# [TAREFA A CUMPRIR]
Selecione e copie todas as linhas dos dados em que aparece a palavra "chair", levando em conta a diferença entre maiúsculas e minúsculas.

# [Entradas de dados salvas]
+--

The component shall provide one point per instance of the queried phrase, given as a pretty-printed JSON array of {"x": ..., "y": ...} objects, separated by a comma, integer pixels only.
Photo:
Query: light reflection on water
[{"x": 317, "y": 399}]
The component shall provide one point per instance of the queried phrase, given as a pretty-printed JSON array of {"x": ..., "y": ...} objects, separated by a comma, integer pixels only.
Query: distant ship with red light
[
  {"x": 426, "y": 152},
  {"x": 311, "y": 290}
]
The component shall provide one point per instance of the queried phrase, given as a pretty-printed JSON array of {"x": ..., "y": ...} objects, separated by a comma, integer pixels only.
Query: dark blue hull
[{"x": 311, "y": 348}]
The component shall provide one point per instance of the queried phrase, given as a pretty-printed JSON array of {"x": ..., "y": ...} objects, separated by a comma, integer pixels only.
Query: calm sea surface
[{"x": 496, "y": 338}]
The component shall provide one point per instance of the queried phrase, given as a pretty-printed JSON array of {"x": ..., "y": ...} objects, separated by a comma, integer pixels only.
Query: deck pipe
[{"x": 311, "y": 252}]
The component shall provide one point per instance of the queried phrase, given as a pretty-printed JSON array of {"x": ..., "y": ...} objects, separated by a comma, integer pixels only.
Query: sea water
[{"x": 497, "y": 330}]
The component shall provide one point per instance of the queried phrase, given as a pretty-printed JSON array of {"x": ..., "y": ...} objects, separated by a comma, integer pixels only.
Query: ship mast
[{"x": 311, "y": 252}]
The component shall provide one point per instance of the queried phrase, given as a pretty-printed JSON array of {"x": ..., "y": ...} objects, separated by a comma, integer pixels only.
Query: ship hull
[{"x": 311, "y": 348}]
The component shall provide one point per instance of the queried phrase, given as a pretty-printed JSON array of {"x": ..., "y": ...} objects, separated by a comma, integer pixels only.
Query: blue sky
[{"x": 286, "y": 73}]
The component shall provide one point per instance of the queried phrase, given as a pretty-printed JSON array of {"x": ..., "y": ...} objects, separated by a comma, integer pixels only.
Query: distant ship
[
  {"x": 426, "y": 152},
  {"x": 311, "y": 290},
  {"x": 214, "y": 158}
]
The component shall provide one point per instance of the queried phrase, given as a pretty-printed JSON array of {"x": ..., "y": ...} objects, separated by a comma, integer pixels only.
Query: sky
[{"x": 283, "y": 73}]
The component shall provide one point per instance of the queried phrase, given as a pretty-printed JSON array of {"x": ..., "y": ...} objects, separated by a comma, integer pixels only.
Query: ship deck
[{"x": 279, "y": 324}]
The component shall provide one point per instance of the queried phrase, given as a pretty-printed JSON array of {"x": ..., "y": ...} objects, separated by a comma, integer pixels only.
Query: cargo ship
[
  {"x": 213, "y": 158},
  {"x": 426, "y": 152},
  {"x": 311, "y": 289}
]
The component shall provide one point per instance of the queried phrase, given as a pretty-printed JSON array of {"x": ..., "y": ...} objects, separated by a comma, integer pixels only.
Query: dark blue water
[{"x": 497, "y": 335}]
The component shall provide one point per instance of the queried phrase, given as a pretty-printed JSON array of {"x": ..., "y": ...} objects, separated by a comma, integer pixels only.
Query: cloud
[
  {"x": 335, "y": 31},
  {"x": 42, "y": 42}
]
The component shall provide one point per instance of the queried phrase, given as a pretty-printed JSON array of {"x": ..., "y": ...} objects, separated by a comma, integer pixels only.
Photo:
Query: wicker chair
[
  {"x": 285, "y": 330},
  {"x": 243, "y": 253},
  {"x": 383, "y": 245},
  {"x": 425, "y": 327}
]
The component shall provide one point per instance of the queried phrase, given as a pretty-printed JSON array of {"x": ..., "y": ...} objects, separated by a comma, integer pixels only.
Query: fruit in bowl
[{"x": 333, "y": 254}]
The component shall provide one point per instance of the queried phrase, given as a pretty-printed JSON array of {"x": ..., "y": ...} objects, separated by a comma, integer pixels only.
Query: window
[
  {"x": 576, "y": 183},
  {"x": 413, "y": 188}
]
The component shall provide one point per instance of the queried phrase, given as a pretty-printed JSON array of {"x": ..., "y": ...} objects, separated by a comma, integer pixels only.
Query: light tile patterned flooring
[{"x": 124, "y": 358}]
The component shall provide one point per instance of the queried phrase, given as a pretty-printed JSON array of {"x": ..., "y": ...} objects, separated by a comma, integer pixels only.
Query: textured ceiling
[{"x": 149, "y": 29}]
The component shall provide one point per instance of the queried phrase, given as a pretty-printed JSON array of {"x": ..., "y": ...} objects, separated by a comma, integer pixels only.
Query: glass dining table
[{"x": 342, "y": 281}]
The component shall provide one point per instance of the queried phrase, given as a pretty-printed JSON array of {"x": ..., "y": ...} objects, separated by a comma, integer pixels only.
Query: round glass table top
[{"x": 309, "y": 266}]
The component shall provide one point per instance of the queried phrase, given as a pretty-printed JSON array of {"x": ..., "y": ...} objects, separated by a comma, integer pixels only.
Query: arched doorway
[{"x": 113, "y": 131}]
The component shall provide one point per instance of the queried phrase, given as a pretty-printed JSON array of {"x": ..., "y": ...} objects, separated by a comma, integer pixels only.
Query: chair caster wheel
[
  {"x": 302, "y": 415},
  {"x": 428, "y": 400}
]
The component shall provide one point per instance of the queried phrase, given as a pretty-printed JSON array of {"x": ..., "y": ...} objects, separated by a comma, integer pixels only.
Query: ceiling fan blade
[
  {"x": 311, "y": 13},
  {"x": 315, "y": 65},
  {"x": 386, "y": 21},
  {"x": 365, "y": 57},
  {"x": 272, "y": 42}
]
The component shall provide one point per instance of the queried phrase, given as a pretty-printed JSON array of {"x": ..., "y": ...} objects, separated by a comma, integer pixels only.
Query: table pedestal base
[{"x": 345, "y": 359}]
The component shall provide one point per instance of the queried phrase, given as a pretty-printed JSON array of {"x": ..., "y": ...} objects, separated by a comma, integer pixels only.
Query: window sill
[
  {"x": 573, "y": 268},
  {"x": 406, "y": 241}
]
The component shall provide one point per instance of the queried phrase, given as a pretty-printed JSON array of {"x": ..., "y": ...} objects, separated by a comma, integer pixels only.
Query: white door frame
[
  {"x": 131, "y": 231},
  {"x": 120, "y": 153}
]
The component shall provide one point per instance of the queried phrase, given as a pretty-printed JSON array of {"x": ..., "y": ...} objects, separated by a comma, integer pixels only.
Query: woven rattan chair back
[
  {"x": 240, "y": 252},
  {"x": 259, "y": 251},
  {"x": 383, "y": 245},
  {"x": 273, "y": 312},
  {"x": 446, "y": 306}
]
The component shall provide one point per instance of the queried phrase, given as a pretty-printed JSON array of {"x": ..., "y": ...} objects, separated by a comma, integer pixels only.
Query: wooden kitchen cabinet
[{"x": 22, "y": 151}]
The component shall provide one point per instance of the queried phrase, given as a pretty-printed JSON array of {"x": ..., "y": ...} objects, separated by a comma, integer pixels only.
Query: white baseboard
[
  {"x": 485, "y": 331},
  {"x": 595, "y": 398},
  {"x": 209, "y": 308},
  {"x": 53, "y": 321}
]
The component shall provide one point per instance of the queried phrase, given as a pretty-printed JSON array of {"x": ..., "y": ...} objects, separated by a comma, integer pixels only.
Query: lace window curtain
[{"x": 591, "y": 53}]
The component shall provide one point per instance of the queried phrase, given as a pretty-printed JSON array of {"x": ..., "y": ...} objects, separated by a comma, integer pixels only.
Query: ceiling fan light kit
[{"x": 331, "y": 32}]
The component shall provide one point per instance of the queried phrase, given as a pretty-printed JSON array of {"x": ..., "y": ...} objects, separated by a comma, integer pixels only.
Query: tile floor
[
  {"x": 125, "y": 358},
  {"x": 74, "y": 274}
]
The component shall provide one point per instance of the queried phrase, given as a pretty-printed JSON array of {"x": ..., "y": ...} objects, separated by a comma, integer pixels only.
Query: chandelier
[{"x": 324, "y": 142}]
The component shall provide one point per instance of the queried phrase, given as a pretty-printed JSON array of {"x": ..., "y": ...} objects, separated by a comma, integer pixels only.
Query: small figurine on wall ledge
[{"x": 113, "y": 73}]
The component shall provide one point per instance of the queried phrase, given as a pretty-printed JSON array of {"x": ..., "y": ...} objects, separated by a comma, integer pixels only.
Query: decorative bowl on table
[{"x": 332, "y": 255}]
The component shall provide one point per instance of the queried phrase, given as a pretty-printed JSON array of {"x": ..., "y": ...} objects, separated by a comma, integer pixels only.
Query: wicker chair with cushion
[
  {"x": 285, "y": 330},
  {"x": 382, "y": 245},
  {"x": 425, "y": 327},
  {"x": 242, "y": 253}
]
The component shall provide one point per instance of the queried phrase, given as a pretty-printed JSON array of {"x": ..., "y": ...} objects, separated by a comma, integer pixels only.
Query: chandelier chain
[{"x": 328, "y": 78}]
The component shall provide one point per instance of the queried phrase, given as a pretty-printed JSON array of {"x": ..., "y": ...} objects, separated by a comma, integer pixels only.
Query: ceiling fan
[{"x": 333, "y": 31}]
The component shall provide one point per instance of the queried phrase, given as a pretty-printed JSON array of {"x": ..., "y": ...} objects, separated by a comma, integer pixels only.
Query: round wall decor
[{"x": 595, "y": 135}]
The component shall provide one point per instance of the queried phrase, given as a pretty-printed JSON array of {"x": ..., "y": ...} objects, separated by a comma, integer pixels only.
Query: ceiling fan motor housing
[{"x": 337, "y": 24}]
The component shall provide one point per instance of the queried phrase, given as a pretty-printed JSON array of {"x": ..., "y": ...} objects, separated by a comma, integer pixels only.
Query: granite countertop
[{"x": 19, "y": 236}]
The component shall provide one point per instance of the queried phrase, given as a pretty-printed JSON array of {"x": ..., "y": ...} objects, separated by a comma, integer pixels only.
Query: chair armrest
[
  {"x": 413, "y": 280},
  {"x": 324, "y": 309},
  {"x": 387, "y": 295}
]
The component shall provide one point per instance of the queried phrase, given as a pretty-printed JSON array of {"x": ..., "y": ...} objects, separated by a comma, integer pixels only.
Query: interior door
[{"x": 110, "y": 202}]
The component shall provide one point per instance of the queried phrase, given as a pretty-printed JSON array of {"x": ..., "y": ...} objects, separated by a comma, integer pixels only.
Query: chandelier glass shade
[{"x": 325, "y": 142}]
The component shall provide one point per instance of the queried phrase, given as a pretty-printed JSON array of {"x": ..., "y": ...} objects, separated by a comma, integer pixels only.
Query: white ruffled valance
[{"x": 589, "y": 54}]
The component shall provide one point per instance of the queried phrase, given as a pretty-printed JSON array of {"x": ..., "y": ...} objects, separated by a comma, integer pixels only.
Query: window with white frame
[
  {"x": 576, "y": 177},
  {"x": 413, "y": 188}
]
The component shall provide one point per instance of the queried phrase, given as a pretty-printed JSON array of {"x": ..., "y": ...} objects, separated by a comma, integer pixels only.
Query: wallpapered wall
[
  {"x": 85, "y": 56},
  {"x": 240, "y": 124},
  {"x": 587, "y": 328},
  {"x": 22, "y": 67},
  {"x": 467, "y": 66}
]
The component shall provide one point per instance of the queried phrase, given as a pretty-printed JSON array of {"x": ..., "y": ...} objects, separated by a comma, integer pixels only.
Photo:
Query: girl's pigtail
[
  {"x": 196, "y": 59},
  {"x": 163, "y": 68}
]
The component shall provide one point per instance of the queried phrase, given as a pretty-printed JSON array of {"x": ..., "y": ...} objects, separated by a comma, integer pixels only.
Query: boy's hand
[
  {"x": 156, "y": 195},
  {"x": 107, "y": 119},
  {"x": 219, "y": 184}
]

+--

# [RESULTADO DO EXERCÍCIO]
Query: wicker chair
Query: chair caster wheel
Query: woven rattan chair back
Query: wicker chair with cushion
Query: chair armrest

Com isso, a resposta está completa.